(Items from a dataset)
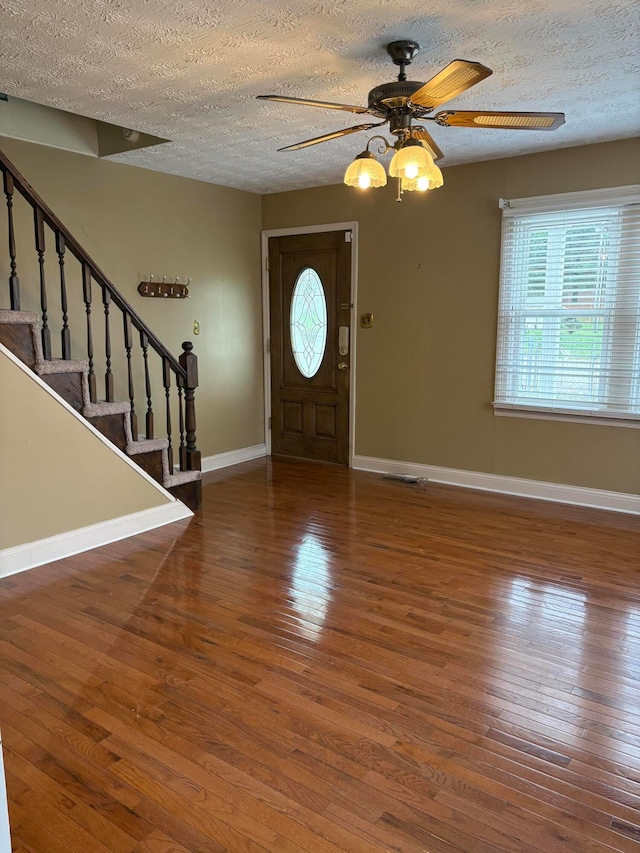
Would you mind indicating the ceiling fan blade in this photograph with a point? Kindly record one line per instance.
(421, 134)
(457, 77)
(503, 120)
(327, 105)
(327, 136)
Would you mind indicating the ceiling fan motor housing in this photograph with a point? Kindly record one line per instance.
(389, 96)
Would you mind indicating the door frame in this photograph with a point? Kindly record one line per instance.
(266, 319)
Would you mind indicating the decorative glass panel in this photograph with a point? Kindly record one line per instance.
(308, 322)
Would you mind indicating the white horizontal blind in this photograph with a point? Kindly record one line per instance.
(569, 315)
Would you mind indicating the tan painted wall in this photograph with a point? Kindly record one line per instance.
(47, 488)
(134, 222)
(429, 270)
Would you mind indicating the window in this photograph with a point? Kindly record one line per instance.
(569, 315)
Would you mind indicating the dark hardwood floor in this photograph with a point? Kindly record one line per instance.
(324, 660)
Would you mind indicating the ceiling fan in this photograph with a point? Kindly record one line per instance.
(405, 104)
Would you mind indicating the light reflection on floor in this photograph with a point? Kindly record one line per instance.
(311, 586)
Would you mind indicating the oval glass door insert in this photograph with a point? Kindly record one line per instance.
(308, 322)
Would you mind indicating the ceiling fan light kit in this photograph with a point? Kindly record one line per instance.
(403, 105)
(364, 172)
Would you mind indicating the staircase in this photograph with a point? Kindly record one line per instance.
(143, 362)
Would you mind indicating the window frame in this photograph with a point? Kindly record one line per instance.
(505, 402)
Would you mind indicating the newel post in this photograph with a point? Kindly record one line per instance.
(189, 363)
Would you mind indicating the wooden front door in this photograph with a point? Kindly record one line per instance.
(310, 293)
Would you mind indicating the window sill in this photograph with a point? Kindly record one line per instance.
(540, 414)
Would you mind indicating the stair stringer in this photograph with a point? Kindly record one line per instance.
(134, 447)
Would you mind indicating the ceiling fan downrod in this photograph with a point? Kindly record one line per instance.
(402, 53)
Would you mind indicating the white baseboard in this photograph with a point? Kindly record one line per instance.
(559, 493)
(233, 457)
(22, 557)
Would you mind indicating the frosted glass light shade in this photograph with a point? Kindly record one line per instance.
(365, 172)
(411, 162)
(431, 181)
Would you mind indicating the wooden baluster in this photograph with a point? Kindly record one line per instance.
(46, 331)
(86, 292)
(166, 381)
(128, 343)
(144, 341)
(65, 334)
(14, 281)
(189, 362)
(108, 376)
(182, 450)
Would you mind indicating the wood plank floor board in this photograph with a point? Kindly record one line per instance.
(322, 660)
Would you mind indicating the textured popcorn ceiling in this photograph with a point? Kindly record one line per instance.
(189, 70)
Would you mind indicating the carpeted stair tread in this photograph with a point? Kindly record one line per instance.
(146, 445)
(102, 407)
(61, 365)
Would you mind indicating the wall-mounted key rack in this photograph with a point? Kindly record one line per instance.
(164, 288)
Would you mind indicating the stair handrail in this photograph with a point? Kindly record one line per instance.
(31, 196)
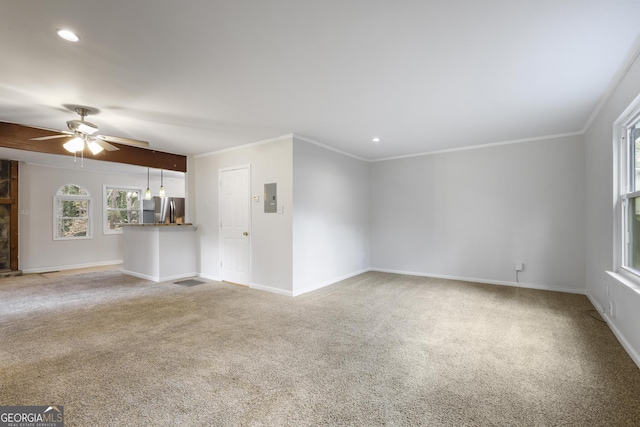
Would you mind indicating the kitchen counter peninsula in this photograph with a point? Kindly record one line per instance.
(159, 252)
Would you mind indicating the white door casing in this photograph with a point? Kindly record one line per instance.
(235, 224)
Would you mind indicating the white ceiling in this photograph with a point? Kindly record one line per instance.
(197, 76)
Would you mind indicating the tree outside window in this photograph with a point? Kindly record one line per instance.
(71, 206)
(122, 207)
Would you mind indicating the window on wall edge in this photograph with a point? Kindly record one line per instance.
(628, 197)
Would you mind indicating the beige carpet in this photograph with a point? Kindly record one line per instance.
(377, 349)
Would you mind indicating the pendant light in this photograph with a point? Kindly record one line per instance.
(161, 192)
(147, 194)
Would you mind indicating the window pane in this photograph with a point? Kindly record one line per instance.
(117, 218)
(634, 137)
(72, 189)
(72, 228)
(72, 208)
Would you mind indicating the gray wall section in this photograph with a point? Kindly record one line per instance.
(330, 216)
(471, 214)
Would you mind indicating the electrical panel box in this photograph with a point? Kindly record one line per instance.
(271, 198)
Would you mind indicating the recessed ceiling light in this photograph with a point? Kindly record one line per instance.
(68, 35)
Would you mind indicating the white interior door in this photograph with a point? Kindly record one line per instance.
(235, 226)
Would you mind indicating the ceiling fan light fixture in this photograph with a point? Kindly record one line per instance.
(68, 35)
(82, 127)
(94, 147)
(74, 145)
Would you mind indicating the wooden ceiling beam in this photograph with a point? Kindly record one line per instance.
(19, 137)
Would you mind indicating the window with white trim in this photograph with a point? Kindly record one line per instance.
(630, 194)
(122, 206)
(71, 213)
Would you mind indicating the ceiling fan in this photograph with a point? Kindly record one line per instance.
(85, 133)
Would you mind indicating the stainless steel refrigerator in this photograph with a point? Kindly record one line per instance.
(163, 210)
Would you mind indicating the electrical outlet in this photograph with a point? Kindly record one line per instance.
(612, 309)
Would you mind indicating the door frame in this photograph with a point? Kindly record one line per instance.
(246, 166)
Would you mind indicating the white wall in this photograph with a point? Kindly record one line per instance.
(271, 234)
(330, 216)
(38, 184)
(470, 214)
(600, 217)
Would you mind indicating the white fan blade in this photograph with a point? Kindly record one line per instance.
(125, 141)
(106, 145)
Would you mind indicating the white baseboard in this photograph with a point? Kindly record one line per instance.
(158, 278)
(489, 282)
(271, 289)
(635, 356)
(315, 287)
(70, 267)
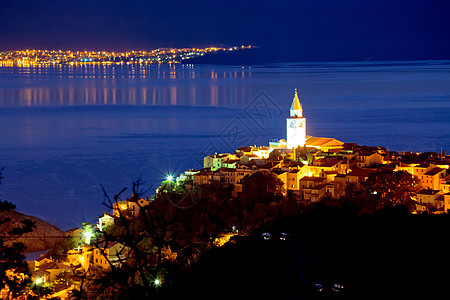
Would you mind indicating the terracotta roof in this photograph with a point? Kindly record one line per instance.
(428, 192)
(312, 178)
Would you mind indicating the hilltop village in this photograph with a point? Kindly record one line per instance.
(312, 168)
(309, 169)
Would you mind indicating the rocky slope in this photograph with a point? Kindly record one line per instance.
(42, 237)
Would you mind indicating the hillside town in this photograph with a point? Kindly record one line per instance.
(310, 169)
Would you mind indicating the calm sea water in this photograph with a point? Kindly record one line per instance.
(66, 130)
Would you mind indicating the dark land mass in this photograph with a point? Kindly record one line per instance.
(327, 252)
(43, 236)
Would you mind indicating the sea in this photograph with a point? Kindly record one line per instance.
(71, 134)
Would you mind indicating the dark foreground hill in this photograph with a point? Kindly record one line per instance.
(328, 253)
(43, 236)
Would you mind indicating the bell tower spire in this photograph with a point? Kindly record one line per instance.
(296, 125)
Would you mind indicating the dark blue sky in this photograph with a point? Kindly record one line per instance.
(322, 30)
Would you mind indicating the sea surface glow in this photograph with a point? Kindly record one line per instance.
(64, 130)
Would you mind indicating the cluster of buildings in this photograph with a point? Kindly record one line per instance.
(161, 55)
(313, 167)
(64, 273)
(309, 167)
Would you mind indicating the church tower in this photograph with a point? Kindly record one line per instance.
(296, 125)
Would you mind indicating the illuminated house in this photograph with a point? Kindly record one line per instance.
(129, 208)
(113, 254)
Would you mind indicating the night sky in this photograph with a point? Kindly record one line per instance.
(311, 30)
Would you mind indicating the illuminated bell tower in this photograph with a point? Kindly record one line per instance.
(296, 125)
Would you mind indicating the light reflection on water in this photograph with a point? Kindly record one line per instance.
(121, 84)
(64, 130)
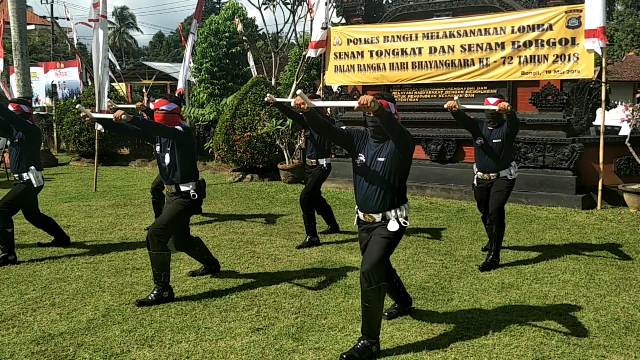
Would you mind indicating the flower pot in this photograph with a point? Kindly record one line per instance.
(631, 193)
(291, 173)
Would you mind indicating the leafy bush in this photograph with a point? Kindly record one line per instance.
(79, 135)
(310, 74)
(220, 59)
(239, 138)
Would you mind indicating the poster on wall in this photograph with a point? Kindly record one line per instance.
(545, 43)
(65, 75)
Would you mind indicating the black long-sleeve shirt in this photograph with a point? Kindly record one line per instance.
(493, 146)
(25, 140)
(175, 148)
(316, 146)
(380, 168)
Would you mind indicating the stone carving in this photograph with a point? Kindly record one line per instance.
(440, 150)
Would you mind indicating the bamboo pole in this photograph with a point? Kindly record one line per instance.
(603, 106)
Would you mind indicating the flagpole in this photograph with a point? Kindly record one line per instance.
(95, 165)
(602, 128)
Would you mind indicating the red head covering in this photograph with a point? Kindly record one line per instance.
(167, 113)
(391, 107)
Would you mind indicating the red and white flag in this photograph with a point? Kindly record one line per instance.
(185, 70)
(2, 44)
(73, 25)
(595, 34)
(319, 28)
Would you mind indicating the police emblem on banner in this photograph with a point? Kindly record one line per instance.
(574, 22)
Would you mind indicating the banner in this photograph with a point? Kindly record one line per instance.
(546, 43)
(64, 74)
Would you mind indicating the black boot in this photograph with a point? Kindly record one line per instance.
(309, 241)
(201, 253)
(8, 259)
(162, 292)
(364, 349)
(372, 304)
(334, 229)
(403, 303)
(7, 246)
(489, 232)
(492, 261)
(56, 242)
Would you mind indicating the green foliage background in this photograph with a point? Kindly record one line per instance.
(239, 139)
(220, 59)
(78, 135)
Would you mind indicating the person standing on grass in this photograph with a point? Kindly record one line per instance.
(177, 164)
(495, 171)
(317, 168)
(382, 154)
(16, 124)
(157, 186)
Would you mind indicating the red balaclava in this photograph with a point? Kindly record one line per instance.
(167, 113)
(21, 109)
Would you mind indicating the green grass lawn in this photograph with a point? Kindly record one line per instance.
(569, 288)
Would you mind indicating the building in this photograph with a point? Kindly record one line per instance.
(556, 152)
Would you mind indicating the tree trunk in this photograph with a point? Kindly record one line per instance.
(19, 47)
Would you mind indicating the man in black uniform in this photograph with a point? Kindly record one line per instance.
(317, 169)
(157, 186)
(177, 164)
(382, 155)
(24, 150)
(495, 170)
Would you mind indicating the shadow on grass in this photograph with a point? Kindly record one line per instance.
(548, 252)
(473, 324)
(326, 276)
(90, 249)
(268, 219)
(431, 233)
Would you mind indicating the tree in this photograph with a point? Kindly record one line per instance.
(120, 28)
(624, 29)
(308, 74)
(156, 49)
(220, 59)
(288, 17)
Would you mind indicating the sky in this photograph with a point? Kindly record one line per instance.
(152, 15)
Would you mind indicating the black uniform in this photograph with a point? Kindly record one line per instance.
(493, 144)
(24, 150)
(157, 186)
(176, 157)
(381, 156)
(311, 199)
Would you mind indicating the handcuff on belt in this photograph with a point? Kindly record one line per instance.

§ WHAT TO PRODUCE
Please write out, exactly as they appear, only the lines from the one holding "Would you mind indicating the green grass" through the end of the data.

§ THE COMPLETED TASK
Would you mind indicating the green grass lawn in this photograph with a point? Kindly record one line per instance.
(569, 288)
Would you mind indicating the building in this photograph with a point? Kindly record one line per instance.
(556, 152)
Would you mind indicating the tree trunk in this photograph with a point? Kindly record one line per instance.
(19, 47)
Would you mind indicating the man in black uniform in this photograph with a point? Kindly record one line per instance.
(317, 169)
(157, 186)
(177, 164)
(382, 155)
(24, 150)
(495, 170)
Would you mind indicating the shadow on grass in this photograph with a point? Kindly record one line per instance.
(548, 252)
(473, 324)
(326, 276)
(90, 249)
(268, 219)
(431, 233)
Would you mind indicating the tree in this photograph with a point? Kindly record one line per instance.
(120, 28)
(624, 29)
(308, 74)
(156, 49)
(220, 59)
(288, 17)
Would you mind indicating the sky in this photograph with a point? Kindly record one line per instance.
(152, 15)
Would you mind indicating the black uniform in this photograph with a point? Kindly record one line per instance.
(493, 144)
(24, 150)
(157, 186)
(176, 157)
(381, 156)
(311, 199)
Would you mind indicating the handcuff on belt in this photograph with a point? Kindly record one line per instance.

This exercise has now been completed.